# [Prompt]
Set out every row below as a numbered list, and leave out any blank lines.
[BEGIN Data for the task]
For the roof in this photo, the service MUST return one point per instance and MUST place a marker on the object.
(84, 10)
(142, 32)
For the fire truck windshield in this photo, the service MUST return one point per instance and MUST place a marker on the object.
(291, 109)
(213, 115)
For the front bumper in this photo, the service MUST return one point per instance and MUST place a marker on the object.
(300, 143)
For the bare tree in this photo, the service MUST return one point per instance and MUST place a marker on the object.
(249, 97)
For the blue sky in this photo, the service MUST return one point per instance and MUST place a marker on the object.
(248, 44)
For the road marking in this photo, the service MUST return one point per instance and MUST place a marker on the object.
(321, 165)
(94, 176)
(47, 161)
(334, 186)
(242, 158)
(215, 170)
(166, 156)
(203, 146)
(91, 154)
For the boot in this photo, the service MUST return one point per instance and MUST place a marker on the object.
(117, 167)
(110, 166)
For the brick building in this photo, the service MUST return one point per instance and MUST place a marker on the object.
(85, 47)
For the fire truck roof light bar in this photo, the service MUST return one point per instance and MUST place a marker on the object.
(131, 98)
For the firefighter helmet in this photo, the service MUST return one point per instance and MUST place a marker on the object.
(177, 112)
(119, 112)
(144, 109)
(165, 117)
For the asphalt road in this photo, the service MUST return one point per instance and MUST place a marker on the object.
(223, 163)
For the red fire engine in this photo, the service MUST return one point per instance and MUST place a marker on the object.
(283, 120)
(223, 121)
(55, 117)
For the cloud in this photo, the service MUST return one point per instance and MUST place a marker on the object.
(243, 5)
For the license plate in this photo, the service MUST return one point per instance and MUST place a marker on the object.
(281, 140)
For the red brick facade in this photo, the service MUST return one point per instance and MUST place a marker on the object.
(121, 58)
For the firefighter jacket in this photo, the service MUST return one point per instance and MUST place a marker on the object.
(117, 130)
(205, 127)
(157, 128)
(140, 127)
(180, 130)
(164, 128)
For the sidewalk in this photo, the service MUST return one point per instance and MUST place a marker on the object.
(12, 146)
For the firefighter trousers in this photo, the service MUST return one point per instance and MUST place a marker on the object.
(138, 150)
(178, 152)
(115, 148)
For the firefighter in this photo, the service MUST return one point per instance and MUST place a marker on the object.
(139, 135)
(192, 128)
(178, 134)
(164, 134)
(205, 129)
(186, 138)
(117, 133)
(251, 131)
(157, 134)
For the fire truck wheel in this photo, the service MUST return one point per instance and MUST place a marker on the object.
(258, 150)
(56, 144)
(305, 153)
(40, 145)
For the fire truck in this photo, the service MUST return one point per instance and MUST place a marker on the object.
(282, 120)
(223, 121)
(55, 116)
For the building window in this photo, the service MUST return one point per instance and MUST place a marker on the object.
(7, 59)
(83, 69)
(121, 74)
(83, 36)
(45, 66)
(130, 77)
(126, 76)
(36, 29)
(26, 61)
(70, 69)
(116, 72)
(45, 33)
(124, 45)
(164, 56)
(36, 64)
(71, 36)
[END Data for the task]
# [Full solution]
1. For the roof in this photo, the service MUST return one point per instance and MUST place a marker on the object.
2. (84, 10)
3. (142, 32)
4. For the fire truck windshield in this photo, the service MUST return one point per instance and MUST place a marker on the object.
5. (291, 109)
6. (213, 115)
7. For the front bumper in this photo, the service MUST return one point per instance and MUST place a marker on the object.
8. (300, 143)
9. For the bare tree in this photo, the service MUST return one point per instance and MUST place a marker on the object.
10. (249, 97)
11. For the blue sky in this photo, the service MUST return one point per instance and MUST place a marker on the object.
12. (248, 44)
13. For the road marking in this photo, the service MUST return one point per instance and MUST place a marker on the object.
14. (321, 165)
15. (94, 176)
16. (47, 161)
17. (334, 186)
18. (242, 158)
19. (215, 170)
20. (166, 156)
21. (203, 146)
22. (91, 154)
23. For the boot in this photo, the service MUST return one point per instance and MUST place a marker on the object.
24. (117, 167)
25. (110, 166)
26. For the brick building in this photo, the service MUST return one point per instance and MUST place a marker on the object.
27. (85, 47)
28. For the fire truck roof light bar in this photo, the service MUST return one point per instance and MUST place a marker on the object.
29. (131, 98)
30. For the firefighter helmet in this photo, the service MUST return one point per instance and MUST place a marker on the object.
31. (177, 112)
32. (119, 112)
33. (144, 109)
34. (165, 117)
35. For the asphalt road in this photo, the service MUST return one point per instance and MUST place a marker on the object.
36. (223, 163)
37. For the red fire engine in this photo, the service MUST return one point per instance and MUST place a marker on the object.
38. (283, 120)
39. (223, 121)
40. (55, 117)
41. For the cloud in this photo, the service MUST return one point per instance and MUST place a marker on the object.
42. (243, 5)
43. For the license plate in this photo, the service MUST return one point per instance and MUST place a marker on the object.
44. (281, 140)
45. For the red brick facade in this photo, the service MUST return one point per instance and MUST place a marker on the object.
46. (121, 58)
47. For the firefighter jacket in this photo, the service MUST return one point per instance and MUST place a marker on the object.
48. (117, 130)
49. (205, 127)
50. (157, 128)
51. (140, 127)
52. (180, 130)
53. (164, 128)
54. For the sidewalk in this photo, the service MUST return one point per instance and MUST place a marker on the object.
55. (12, 146)
56. For the firefighter trousers in this photo, the service MUST return one point per instance and MUST place a marker on the object.
57. (138, 150)
58. (178, 152)
59. (115, 148)
60. For the firefighter in this photo, the service MUST return one point per instance and MUST place a marker on the object.
61. (139, 135)
62. (192, 128)
63. (178, 134)
64. (164, 134)
65. (205, 129)
66. (186, 138)
67. (117, 133)
68. (251, 131)
69. (157, 134)
70. For the fire truck wheel in this photo, the service MUST return one point per instance and MUST place a marker on the object.
71. (258, 150)
72. (56, 144)
73. (305, 153)
74. (40, 145)
75. For the fire truck in this photo, the service MUST return one point per instance and MUST place a marker on the object.
76. (282, 120)
77. (223, 121)
78. (55, 116)
79. For the building window in this photo, the service MUST return one point per instance and MUST place a marker on the object.
80. (7, 59)
81. (83, 69)
82. (121, 74)
83. (83, 36)
84. (45, 66)
85. (130, 77)
86. (126, 76)
87. (36, 29)
88. (26, 61)
89. (70, 69)
90. (116, 72)
91. (45, 33)
92. (124, 45)
93. (164, 56)
94. (36, 64)
95. (71, 36)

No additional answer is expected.